◆ Problem to solve
Please restate the stretch from "Is a substitution" through "the domain $[-2,0]$." in the text on changing integration limits, switching "intuition" to "reasoning".

◆ Quoted text
________________
Is a substitution always required to change the limits of an integral?
The fundamental reason to change the limits of integration is that the variable of integration has changed.
Substitution is an obvious case in which this is likely to occur. For example, substitute $u = x - 2$ in $\int (x - 2) dx$: $$ \int_0^2 (x - 2) dx = \int_{-2}^0 u\; du. $$ The intuition I follow on this is that the start of the integral occurs "when $x=0$" and ends "when $x=2$". But "when" $x=0$, it must also be true that $u=-2$, and "when" $x=2$, it must also be true that $u=0$. So in terms of $u$, the integral needs to start "when $u=-2$" and end "when $u=0$".
A more rigorous treatment would take $x - 2$ as a function over the domain $[0,2]$ and transform it; but transforming the function also transforms its domain, so $x - 2$ over the domain $[0,2]$ transforms to $u$ over the domain $[-2,0]$.
Anything that changes the integration variable of a definite integral also has to be reflected in the limits of integration, because just as with any substitution, you're integrating a (possibly) different function over a (possibly) different domain. That is, if the integrand changes from $f(t)dt$ to $h(v)dv$ (even if $h(v)$ is a constant function, as it is in the question), the integral over $v$ needs to start and end at $v$-values that are correctly matched to the $t$-values at which the integral over $t$ started and ended.
Note that in any change of variables, regardless of whether we achieve it by first writing down an explicit substitution formula (such as $u = x - 2$), has to account for the derivative of the new variable of integration with respect to the old one. For a substitution from $t$ to $u$ via the equation $u = h(t)$, the derivative of the new w.r.t. the old is $\dfrac{du}{dt} = h'(t)$ and it is accounted for in the rule $$ \int g(h(t))\, h'(t)\, dt = g(u)\, du. $$ As far as I know, a change of variables must not break this rule, so there must somehow be a substitution $u = h(t)$ that can explain it.
________________
(Excerpts from a point labeling dataset)
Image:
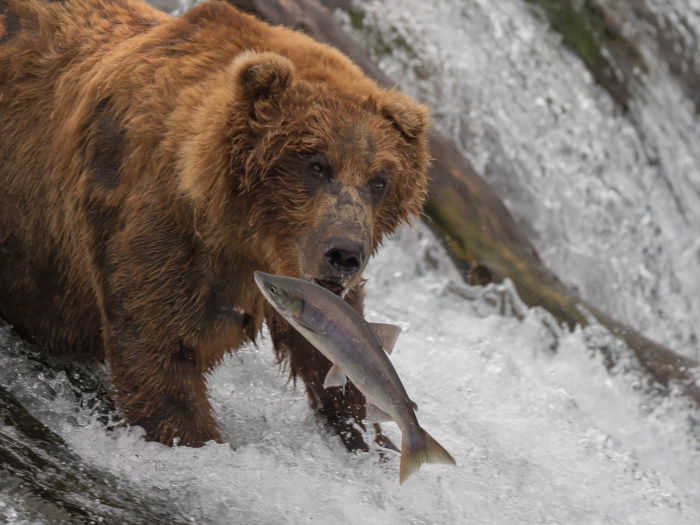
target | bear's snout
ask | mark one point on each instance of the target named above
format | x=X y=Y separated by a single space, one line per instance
x=343 y=256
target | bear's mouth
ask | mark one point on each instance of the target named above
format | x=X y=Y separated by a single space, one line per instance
x=336 y=288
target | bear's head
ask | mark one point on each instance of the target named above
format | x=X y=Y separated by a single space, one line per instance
x=307 y=171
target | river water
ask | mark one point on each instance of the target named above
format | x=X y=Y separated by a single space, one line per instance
x=541 y=431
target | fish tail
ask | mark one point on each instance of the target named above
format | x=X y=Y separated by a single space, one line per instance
x=418 y=451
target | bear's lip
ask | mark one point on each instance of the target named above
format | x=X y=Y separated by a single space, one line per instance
x=331 y=286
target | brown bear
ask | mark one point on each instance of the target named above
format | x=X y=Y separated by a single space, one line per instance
x=149 y=164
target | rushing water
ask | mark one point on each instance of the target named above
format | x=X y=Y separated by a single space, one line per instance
x=611 y=201
x=541 y=431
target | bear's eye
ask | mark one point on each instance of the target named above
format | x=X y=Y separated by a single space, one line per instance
x=378 y=186
x=318 y=170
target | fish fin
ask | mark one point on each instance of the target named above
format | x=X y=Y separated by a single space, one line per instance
x=334 y=378
x=386 y=334
x=426 y=450
x=376 y=414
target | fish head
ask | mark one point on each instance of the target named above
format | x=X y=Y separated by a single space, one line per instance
x=283 y=293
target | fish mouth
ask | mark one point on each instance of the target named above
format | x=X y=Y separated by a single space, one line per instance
x=331 y=286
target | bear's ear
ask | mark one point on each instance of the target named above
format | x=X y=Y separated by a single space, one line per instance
x=261 y=75
x=410 y=118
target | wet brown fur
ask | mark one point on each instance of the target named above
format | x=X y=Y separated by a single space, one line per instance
x=149 y=164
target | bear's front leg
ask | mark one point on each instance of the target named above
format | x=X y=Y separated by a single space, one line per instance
x=343 y=409
x=160 y=387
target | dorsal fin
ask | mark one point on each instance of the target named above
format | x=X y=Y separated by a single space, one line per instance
x=386 y=334
x=334 y=378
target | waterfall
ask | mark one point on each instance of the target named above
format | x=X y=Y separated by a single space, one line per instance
x=542 y=432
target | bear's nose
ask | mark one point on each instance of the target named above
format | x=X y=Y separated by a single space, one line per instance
x=345 y=257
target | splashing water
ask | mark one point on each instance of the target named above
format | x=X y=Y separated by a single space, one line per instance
x=612 y=201
x=541 y=431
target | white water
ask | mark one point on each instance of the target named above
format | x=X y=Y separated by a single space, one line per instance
x=540 y=436
x=611 y=202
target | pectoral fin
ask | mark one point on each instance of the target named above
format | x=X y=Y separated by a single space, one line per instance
x=376 y=414
x=386 y=334
x=335 y=377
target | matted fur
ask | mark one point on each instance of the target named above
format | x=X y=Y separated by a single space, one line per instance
x=149 y=164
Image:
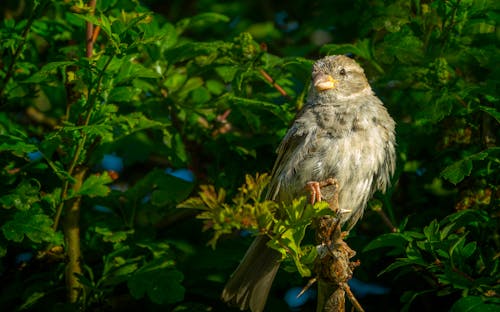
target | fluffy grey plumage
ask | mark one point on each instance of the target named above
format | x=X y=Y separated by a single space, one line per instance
x=343 y=132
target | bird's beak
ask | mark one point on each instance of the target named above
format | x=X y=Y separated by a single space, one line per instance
x=323 y=82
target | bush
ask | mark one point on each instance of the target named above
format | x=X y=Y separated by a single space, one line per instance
x=101 y=142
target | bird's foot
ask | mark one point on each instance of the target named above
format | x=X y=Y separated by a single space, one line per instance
x=314 y=188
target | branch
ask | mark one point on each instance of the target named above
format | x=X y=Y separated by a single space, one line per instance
x=333 y=266
x=72 y=239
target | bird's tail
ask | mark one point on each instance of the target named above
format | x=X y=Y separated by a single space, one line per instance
x=250 y=283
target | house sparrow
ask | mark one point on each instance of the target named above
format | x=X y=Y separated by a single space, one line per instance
x=343 y=132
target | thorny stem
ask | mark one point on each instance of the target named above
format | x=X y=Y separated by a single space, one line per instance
x=81 y=144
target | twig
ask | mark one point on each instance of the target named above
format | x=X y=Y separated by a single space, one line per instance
x=90 y=32
x=72 y=238
x=333 y=266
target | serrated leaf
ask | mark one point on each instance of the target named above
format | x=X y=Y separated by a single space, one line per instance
x=23 y=196
x=46 y=73
x=472 y=304
x=19 y=146
x=123 y=94
x=113 y=236
x=394 y=240
x=95 y=186
x=37 y=227
x=492 y=112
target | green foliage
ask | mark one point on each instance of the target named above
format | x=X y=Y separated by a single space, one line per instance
x=191 y=89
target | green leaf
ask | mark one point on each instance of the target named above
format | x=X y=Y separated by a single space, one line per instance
x=202 y=21
x=37 y=227
x=473 y=304
x=113 y=236
x=170 y=190
x=19 y=146
x=23 y=196
x=457 y=171
x=397 y=241
x=46 y=73
x=95 y=186
x=492 y=112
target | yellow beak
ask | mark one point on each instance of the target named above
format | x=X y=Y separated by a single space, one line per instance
x=323 y=82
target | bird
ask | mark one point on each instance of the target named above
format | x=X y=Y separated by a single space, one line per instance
x=342 y=132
________________
◆ Task answer
Is a substitution always required to change the limits of an integral?
The fundamental reason to change the limits of integration is that the variable of integration has changed.
Substitution is an obvious case in which this is likely to occur. For example, substitute $u = x - 2$ in $\int (x - 2) dx$: $$ \int_0^2 (x - 2) dx = \int_{-2}^0 u\; du. $$ The reasoning I follow on this is that the start of the integral occurs "when $x=0$" and ends "when $x=2$". But "when" $x=0$, it must also be true that $u=-2$, and "when" $x=2$, it must also be true that $u=0$. So in terms of $u$, the integral needs to start "when $u=-2$" and end "when $u=0$".
A more rigorous treatment would take $x - 2$ as a function over the domain $[0,2]$ and transform it; but transforming the function also transforms its domain, so $x - 2$ over the domain $[0,2]$ transforms to $u$ over the domain $[-2,0]$.